PROBLEM STATEMENT — Omit the images. Copy each entry word for word.

RECORDS TO USE —
----------------

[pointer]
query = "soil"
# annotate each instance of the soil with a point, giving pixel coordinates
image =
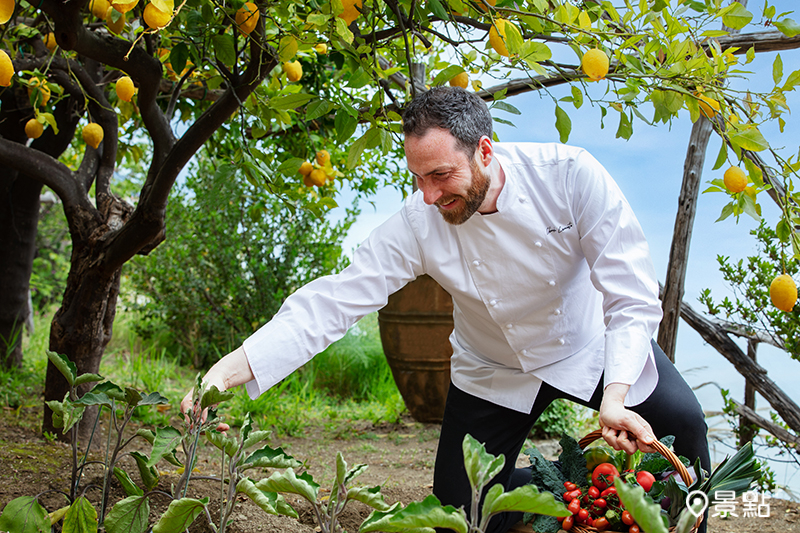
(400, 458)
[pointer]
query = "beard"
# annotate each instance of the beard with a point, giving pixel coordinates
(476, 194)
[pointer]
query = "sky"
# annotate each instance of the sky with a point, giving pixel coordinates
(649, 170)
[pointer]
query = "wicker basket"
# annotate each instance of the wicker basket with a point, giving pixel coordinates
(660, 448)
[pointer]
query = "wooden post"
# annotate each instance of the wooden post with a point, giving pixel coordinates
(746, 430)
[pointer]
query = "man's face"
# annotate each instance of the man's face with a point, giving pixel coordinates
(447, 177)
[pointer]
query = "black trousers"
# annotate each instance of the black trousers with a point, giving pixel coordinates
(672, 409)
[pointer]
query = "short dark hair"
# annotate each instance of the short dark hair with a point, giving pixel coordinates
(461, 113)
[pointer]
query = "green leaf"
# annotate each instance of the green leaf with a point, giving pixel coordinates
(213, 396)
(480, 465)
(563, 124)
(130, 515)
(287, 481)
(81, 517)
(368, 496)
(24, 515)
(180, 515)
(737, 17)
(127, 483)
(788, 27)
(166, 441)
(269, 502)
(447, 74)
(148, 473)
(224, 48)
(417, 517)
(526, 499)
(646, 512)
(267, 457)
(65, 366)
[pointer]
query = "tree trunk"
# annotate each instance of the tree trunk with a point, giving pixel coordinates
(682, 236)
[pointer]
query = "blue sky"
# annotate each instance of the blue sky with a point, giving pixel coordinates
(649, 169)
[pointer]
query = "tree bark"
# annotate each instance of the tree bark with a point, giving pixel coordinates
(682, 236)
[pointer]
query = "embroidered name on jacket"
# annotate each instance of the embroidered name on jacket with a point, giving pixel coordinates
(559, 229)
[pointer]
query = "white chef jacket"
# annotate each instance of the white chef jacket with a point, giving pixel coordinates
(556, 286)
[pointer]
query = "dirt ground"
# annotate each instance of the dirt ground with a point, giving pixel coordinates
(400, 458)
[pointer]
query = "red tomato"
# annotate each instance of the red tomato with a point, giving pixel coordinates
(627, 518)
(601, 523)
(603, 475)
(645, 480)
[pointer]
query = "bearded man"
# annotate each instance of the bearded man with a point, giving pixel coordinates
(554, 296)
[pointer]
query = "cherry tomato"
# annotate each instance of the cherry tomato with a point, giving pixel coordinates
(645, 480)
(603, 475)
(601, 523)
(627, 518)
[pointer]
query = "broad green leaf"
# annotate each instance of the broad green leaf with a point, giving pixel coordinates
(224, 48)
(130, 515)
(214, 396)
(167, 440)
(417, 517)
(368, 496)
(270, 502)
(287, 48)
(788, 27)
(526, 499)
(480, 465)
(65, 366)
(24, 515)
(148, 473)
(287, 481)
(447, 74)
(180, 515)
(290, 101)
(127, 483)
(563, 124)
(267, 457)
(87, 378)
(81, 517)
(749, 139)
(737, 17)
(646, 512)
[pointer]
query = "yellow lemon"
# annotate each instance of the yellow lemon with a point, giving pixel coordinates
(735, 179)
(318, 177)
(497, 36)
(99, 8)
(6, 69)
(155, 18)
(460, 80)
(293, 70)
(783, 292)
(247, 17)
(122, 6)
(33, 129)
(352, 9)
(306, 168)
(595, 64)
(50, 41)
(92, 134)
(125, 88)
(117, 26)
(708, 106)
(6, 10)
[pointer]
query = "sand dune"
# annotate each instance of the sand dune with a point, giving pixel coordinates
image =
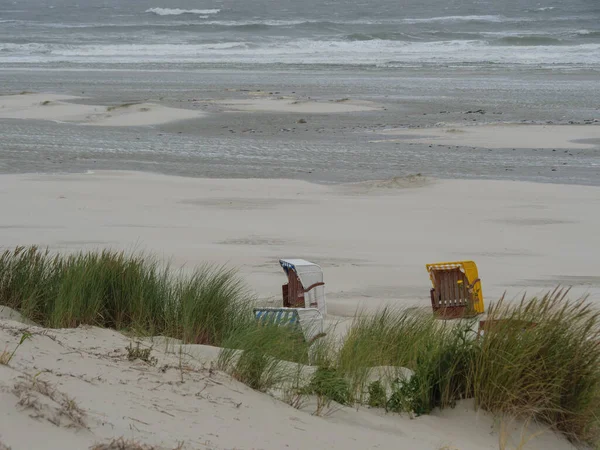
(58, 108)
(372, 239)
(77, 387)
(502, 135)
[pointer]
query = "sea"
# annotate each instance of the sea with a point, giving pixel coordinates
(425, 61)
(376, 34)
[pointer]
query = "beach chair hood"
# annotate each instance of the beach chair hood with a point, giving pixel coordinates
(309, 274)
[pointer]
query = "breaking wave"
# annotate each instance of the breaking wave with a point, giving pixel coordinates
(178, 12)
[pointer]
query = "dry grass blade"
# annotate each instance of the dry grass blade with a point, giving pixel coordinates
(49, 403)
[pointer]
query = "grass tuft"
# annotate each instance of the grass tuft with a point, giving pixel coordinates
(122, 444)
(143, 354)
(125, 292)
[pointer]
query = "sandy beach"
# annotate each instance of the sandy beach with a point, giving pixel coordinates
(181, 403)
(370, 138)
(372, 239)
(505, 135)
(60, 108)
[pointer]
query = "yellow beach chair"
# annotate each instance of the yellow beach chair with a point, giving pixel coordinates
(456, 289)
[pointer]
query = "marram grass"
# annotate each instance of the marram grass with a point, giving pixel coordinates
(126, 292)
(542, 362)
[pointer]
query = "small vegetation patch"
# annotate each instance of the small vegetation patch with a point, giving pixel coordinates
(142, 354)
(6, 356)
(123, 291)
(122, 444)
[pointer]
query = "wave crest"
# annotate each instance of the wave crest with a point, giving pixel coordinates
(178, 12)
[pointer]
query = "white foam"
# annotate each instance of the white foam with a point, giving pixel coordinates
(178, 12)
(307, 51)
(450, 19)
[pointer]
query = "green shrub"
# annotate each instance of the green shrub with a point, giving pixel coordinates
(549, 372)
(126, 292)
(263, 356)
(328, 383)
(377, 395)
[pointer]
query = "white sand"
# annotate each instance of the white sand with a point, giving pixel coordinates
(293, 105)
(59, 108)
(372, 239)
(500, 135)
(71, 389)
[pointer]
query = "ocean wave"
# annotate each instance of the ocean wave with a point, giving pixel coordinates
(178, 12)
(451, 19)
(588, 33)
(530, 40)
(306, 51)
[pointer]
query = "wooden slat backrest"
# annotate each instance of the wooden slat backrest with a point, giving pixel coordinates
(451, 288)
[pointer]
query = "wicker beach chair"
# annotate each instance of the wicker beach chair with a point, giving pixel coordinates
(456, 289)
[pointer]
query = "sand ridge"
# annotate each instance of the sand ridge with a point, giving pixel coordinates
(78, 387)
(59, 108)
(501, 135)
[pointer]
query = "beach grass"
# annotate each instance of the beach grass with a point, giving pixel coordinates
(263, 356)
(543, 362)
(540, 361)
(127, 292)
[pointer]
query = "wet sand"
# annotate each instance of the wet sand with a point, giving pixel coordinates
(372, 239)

----------------

RESPONSE TO THE EXERCISE —
[pointer]
query = "soil"
# annotate each instance of the soil with a point, giving pixel coordinates
image =
(400, 458)
[pointer]
query = "beard"
# annotate each instance of the beard with a point, giving pixel coordinates
(476, 194)
[pointer]
query = "sky"
# annotate each instance of the sky with a point, giving pixel coordinates
(649, 170)
[pointer]
query = "wicker basket"
# annotate each instance of the wicker basket with a point, giving pixel coordinates
(660, 448)
[pointer]
query = "wooden post"
# annotate each instance of the wooden post with a point, giving pixel coordinates
(746, 430)
[pointer]
query = "man's face"
# annotate each instance of the man's face with a point, giving pixel coordinates
(447, 177)
[pointer]
query = "black trousers"
# annotate each instance of the black trousers with a point, giving pixel coordinates
(672, 409)
[pointer]
query = "short dark hair"
# annotate each instance of the short dark hair with a point, giving pixel coordinates
(461, 113)
[pointer]
query = "green leaf"
# annotate each instance of the green leaf with a point, giving pixel coordinates
(213, 396)
(480, 465)
(563, 124)
(130, 515)
(287, 481)
(81, 517)
(368, 496)
(24, 515)
(180, 515)
(737, 17)
(127, 483)
(788, 27)
(166, 441)
(269, 502)
(447, 74)
(148, 473)
(224, 48)
(417, 517)
(526, 499)
(646, 512)
(267, 457)
(65, 366)
[pointer]
query = "tree trunk"
# annotate each instance of the tree trunk with a point, giving pixel coordinates
(682, 236)
[pointer]
query = "blue sky"
# annotate each instance of the blue sky with a point, giving pixel coordinates
(649, 169)
[pointer]
query = "tree bark"
# annotate each instance of the tree bark with a point, giving pixel coordinates
(682, 236)
[pointer]
query = "embroidered name on jacket"
# annotate each instance of the embroidered name on jacket with a point, giving pixel coordinates
(559, 229)
[pointer]
query = "white chef jacket"
# annotate each instance of the white chef jacket with a point, giving pixel coordinates
(556, 286)
[pointer]
query = "dirt ground"
# annotate each instance of the dirt ground with a point, giving pixel coordinates
(400, 458)
[pointer]
query = "red tomato"
# annotate each instance of the red tomato with a point, giving pixel coordinates
(627, 518)
(601, 523)
(603, 475)
(645, 480)
[pointer]
query = "bearded man"
# annotate each instance of the bearded man with a point, giving pixel coordinates
(554, 296)
[pointer]
query = "cherry tomato"
# annotate each instance of the cherry tomato with a point, giving pixel coordinates
(645, 480)
(603, 475)
(601, 523)
(627, 518)
[pointer]
query = "broad green leaf"
# annotate each instance of the broad green leaf with a point, giving pixel coordinates
(224, 48)
(130, 515)
(214, 396)
(167, 440)
(417, 517)
(368, 496)
(270, 502)
(287, 48)
(788, 27)
(526, 499)
(480, 465)
(65, 366)
(24, 515)
(148, 473)
(287, 481)
(447, 74)
(180, 515)
(290, 101)
(127, 483)
(563, 124)
(267, 457)
(87, 378)
(81, 517)
(749, 139)
(737, 17)
(646, 512)
[pointer]
query = "yellow lemon"
# annotate each instance of the yellow lemon with a point, giving pixel coordinates
(735, 179)
(318, 177)
(497, 36)
(99, 8)
(6, 69)
(155, 18)
(460, 80)
(293, 70)
(783, 292)
(247, 17)
(122, 6)
(33, 129)
(352, 9)
(306, 168)
(595, 64)
(50, 41)
(92, 134)
(125, 88)
(117, 26)
(708, 106)
(6, 10)
[pointer]
query = "sand dune"
# annotate each instance of the sand dune with a point, giving pixel coordinates
image =
(58, 108)
(372, 239)
(77, 387)
(502, 135)
[pointer]
query = "sea"
# annotate each instance of the sea with a point, giving pixel coordinates
(425, 61)
(376, 34)
[pointer]
query = "beach chair hood"
# annotate each instance of the beach chair hood with a point, giving pixel coordinates
(309, 274)
[pointer]
query = "breaking wave"
# annotate each instance of the breaking wave with a point, giving pixel coordinates
(178, 12)
[pointer]
query = "dry grass blade"
# annotate each instance of the dry grass blade with a point, giving pixel coordinates
(49, 403)
[pointer]
query = "grass tuft"
# annotate each instance of the grass tuft with a point, giving pixel coordinates
(122, 444)
(143, 354)
(125, 292)
[pointer]
query = "sandy beach"
# annotate each instance of the sandy beach with a point, giving pixel coordinates
(181, 403)
(370, 138)
(372, 239)
(505, 135)
(60, 108)
[pointer]
query = "yellow beach chair"
# annotate each instance of the yellow beach chair with a point, giving pixel coordinates
(456, 289)
[pointer]
query = "marram grass"
# annotate each instance of the marram grass with a point, giving pixel coordinates
(126, 292)
(542, 362)
[pointer]
query = "small vegetation patch"
# annotate each instance of the small vegetation patch with a point, giving pixel coordinates
(142, 354)
(6, 356)
(123, 291)
(122, 444)
[pointer]
query = "wave crest"
# annotate each instance of the wave crest with a point, giving pixel coordinates
(178, 12)
[pointer]
query = "white foam"
# annotate each instance of the white foam with a point, giving pixel coordinates
(178, 12)
(307, 51)
(450, 19)
[pointer]
query = "green shrub"
# annotate each instance of the green shrub with a point, giving pixel coordinates
(549, 372)
(126, 292)
(263, 356)
(328, 383)
(377, 395)
[pointer]
query = "white sand"
# annotate each instance of the white sand with a point, giving pixel coordinates
(293, 105)
(59, 108)
(372, 239)
(500, 135)
(71, 389)
[pointer]
query = "ocean wave"
# annotate each instance of the ocean wave with a point, giving pixel coordinates
(178, 12)
(451, 19)
(588, 33)
(530, 40)
(306, 51)
[pointer]
query = "wooden slat backrest"
# annotate each instance of the wooden slat backrest with a point, giving pixel coordinates
(451, 288)
[pointer]
query = "wicker beach chair"
# annotate each instance of the wicker beach chair with a point, giving pixel coordinates
(456, 289)
[pointer]
query = "sand ridge"
# annotate each instance of the sand ridge with a point, giving pixel coordinates
(78, 387)
(59, 108)
(501, 135)
[pointer]
query = "beach grass"
# annotate each instance of the beach grass with a point, giving pixel coordinates
(263, 356)
(543, 362)
(540, 361)
(127, 292)
[pointer]
query = "wet sand"
# annotate each instance of the wet sand with a point, giving pixel coordinates
(372, 239)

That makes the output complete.